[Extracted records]
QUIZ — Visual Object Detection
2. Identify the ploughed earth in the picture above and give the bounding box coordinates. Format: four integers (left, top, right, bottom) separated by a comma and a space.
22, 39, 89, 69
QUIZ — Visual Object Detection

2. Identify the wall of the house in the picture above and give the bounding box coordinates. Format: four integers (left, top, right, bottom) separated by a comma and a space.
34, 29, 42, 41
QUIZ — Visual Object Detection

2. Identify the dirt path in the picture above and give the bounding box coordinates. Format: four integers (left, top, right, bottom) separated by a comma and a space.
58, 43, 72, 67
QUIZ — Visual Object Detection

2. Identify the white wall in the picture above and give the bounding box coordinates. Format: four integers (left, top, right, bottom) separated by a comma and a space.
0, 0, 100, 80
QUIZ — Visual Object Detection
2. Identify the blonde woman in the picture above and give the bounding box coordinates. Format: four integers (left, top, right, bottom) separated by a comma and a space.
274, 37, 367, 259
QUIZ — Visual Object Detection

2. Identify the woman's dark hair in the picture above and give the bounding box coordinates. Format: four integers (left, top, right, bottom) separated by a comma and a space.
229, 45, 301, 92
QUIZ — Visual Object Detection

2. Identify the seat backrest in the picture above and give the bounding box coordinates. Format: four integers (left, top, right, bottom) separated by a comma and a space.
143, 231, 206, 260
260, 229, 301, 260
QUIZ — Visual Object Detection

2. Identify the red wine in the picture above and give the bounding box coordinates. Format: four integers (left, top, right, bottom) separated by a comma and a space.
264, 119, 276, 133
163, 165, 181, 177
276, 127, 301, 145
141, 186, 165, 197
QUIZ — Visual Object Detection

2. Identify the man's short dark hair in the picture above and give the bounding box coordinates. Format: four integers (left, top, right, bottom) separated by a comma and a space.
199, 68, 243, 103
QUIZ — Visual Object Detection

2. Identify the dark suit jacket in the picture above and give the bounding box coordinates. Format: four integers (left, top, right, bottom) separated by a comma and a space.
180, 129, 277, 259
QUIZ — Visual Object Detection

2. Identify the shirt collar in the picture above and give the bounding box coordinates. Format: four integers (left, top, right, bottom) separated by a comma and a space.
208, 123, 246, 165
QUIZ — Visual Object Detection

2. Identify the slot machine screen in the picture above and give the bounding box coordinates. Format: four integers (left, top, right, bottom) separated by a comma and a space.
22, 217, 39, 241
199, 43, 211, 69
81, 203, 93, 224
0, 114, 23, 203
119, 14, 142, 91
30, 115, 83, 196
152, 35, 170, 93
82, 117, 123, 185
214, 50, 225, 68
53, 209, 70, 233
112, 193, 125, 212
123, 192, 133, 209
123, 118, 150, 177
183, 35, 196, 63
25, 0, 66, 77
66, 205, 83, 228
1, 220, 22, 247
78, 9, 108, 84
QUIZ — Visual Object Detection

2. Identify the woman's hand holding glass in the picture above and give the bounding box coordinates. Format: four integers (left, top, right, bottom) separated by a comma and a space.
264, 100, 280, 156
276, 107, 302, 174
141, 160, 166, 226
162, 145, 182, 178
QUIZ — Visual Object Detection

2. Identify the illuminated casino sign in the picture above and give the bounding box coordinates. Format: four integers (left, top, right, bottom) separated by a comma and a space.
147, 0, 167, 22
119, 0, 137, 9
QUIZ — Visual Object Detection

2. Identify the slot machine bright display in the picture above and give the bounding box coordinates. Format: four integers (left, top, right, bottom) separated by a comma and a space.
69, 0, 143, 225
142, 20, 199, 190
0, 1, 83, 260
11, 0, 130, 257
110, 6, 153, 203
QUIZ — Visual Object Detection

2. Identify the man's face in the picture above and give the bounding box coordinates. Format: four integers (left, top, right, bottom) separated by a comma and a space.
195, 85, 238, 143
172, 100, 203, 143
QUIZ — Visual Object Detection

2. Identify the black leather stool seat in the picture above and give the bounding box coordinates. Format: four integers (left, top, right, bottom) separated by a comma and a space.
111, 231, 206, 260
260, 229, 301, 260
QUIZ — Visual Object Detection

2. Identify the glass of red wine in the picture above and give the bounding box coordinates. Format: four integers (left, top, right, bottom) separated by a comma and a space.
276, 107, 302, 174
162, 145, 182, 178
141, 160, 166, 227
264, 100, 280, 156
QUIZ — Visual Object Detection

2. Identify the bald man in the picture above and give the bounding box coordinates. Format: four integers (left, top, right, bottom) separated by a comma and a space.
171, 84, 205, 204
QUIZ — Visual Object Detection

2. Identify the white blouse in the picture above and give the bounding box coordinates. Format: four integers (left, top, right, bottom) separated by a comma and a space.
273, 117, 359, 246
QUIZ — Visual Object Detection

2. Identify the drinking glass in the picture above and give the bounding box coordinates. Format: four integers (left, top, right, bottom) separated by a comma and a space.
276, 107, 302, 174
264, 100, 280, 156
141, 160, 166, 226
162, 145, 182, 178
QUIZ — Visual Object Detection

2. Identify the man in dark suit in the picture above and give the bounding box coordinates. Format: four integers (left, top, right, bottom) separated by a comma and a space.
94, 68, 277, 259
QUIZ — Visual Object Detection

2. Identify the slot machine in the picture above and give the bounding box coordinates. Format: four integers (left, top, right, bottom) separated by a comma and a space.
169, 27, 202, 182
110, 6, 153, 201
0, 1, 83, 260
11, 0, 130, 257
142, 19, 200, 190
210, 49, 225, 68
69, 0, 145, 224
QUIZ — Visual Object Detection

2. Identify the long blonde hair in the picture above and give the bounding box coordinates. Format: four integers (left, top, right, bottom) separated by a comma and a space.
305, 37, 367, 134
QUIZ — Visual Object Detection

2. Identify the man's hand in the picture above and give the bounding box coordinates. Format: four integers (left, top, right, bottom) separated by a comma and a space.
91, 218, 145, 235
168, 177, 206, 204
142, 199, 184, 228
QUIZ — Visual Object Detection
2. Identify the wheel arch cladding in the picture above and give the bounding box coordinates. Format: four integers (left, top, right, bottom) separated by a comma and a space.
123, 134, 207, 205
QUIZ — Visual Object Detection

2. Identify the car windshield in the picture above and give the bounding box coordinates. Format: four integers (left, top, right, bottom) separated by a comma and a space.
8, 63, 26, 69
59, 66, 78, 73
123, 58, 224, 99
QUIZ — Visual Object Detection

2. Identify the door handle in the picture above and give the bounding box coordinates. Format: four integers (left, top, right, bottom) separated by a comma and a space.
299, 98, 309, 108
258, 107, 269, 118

§ GOAL
Write out every one of the lines above without changing anything in them.

§ WORKED SOLUTION
QUIZ — Visual Object Detection
2. Identify the ploughed earth in the picture above and give the bounding box coordinates. Format: four integers (left, top, right, bottom) separated by a comma and a space.
22, 39, 89, 69
QUIZ — Visual Object Detection

2. Identify the wall of the house in the picture above and give the bounding box coordinates. Format: four integers (left, top, right, bottom) separated by a comma and a space.
34, 29, 42, 41
QUIZ — Visual Object Detection

2. Identify the dirt path in the picture above and give the bounding box coordinates. Format: four integers (left, top, right, bottom) separated by a comma and a space.
58, 43, 72, 67
QUIZ — Visual Object Detection

2. Identify the white wall in the picture above and give the bounding box coordinates. Format: four integers (left, top, right, bottom) separated by a comma and a space.
0, 0, 100, 80
QUIZ — Visual Object Detection
2. Identify the blonde woman in the picture above and give the bounding box coordinates. Format: four integers (left, top, right, bottom) separated by a comma and a space.
274, 37, 367, 259
QUIZ — Visual Object Detection

2. Identify the woman's dark hair in the picture above and give the bounding box coordinates. Format: four integers (left, top, right, bottom) separated by a comma and a space.
229, 45, 301, 92
QUIZ — Visual Object Detection

2. Identify the seat backrest in the picture above and give the bounding box coordinates. Format: four integers (left, top, right, bottom) separated by a comma and a space.
143, 231, 206, 260
260, 229, 301, 260
QUIZ — Visual Object Detection

2. Identify the red wine in the picture above and give the bounding box coordinates. Format: four integers (left, top, right, bottom) separated by a comma and a space.
264, 119, 276, 133
163, 165, 181, 177
276, 127, 301, 145
141, 186, 165, 197
QUIZ — Visual Object Detection

2. Identify the man's short dark hair in the picture above and give the bounding box coordinates. Format: four integers (left, top, right, bottom) separated by a comma and a space.
199, 68, 243, 103
QUIZ — Visual Object Detection

2. Identify the dark suit jacket in the picture above and give the bounding box coordinates. Format: four integers (left, top, right, bottom) separated by a comma and a space.
180, 129, 277, 259
QUIZ — Visual Object Detection

2. Identify the shirt collar in the picture above and give the bounding box coordinates. Format: four integers (left, top, right, bottom) separated by a comma and a space.
208, 123, 246, 165
QUIZ — Visual Object Detection

2. Identify the slot machine screen in the picture above and give the bounding box coordinates. Format: four integers (left, top, right, bottom) separated by a comma and a space.
22, 217, 39, 241
199, 43, 211, 69
81, 203, 93, 224
0, 114, 23, 203
119, 14, 142, 91
30, 115, 83, 196
152, 35, 170, 93
82, 117, 123, 185
214, 50, 225, 68
53, 209, 70, 233
112, 193, 125, 212
123, 192, 133, 209
123, 118, 150, 177
183, 35, 196, 63
25, 0, 66, 77
66, 205, 83, 228
1, 220, 22, 247
78, 9, 108, 84
QUIZ — Visual Object Detection

2. Identify the woman's hand holding glass in the picture above and give the bounding box coordinates. Format: four integers (left, top, right, bottom) separated by a comma and a space.
264, 100, 280, 156
276, 107, 302, 174
141, 160, 166, 226
162, 145, 182, 178
QUIZ — Visual Object Detection

2. Identify the illuminated casino sign in the picture above and give the bounding box coordinates. Format: four integers (left, top, right, bottom) separated by a comma and a space.
147, 0, 167, 22
119, 0, 137, 9
QUIZ — Visual Object Detection

2. Identify the slot machine bright display in the picture above and give the bounding box coordinates. Format: four integers (left, top, right, bottom) separated by a comma and a space.
69, 0, 143, 225
142, 20, 199, 190
0, 1, 83, 260
11, 0, 130, 257
110, 6, 153, 203
QUIZ — Visual Object Detection

2. Identify the man's face in the picture above and give the bounding box coordinates. Format: four integers (left, top, right, bottom) separated by a comma and a space.
195, 85, 238, 143
172, 100, 203, 143
QUIZ — Visual Object Detection

2. Identify the black leather stool seat in the picture above and give the bounding box coordinates. Format: four integers (left, top, right, bottom) separated by a comma and a space.
111, 231, 206, 260
260, 229, 301, 260
QUIZ — Visual Object Detection

2. Identify the glass of red wine in the picture above and give the bounding box coordinates. Format: four integers (left, top, right, bottom) separated by a comma and a space.
276, 107, 302, 174
162, 145, 182, 178
141, 160, 166, 227
264, 100, 280, 156
QUIZ — Visual Object Detection

2. Identify the bald man in the picture above and give the bounding box coordinates. Format: four integers (left, top, right, bottom) separated by a comma and a space.
171, 84, 205, 204
QUIZ — Visual Object Detection

2. Identify the white blouse in the picture above and give the bounding box coordinates. Format: four integers (left, top, right, bottom) separated by a comma and a space.
273, 117, 359, 246
QUIZ — Visual Object Detection

2. Identify the drinking glass in the picture above and give the bounding box coordinates. Format: four integers (left, top, right, bottom) separated by a comma and a space.
276, 107, 302, 174
264, 100, 280, 156
141, 160, 166, 226
162, 145, 182, 178
QUIZ — Visual Object Detection

2. Identify the man in dark suit in the picture above and give the bounding box coordinates. Format: four integers (left, top, right, bottom) separated by a comma and a space.
94, 68, 277, 259
QUIZ — Visual Object Detection

2. Identify the slot machine in the picture above and give the bounding box coordinates. Format: four integers (left, top, right, bottom) separated by a comma and a space.
169, 27, 202, 182
110, 6, 153, 201
0, 1, 83, 260
11, 0, 130, 257
142, 19, 200, 190
210, 49, 225, 68
69, 0, 145, 224
QUIZ — Visual Object Detection

2. Identify the long blonde hair in the picture above and give the bounding box coordinates. Format: four integers (left, top, right, bottom) separated by a comma and a space.
305, 37, 367, 134
QUIZ — Visual Object Detection

2. Identify the man's hand in the picture above and give the bounding box coordinates. Format: four integers (left, top, right, bottom) separated by a comma and a space.
91, 218, 145, 235
168, 177, 206, 204
142, 199, 184, 228
QUIZ — Visual Object Detection
2. Identify the wheel arch cladding in the picture above and give the bounding box coordinates. Format: four integers (left, top, right, bottom) separated by a comma and a space.
123, 134, 207, 205
QUIZ — Visual Object Detection

2. Identify the car windshield in the picture above and give the bounding box coordinates. Format: four integers (left, top, right, bottom) separated by a comma and a space.
8, 63, 26, 69
59, 66, 78, 73
123, 58, 224, 99
QUIZ — Visual Object Detection

2. Identify the door handle in the picture above and give the bounding box coordinates. Format: four integers (left, top, right, bottom) separated by a comma and a space.
299, 98, 309, 108
258, 107, 269, 118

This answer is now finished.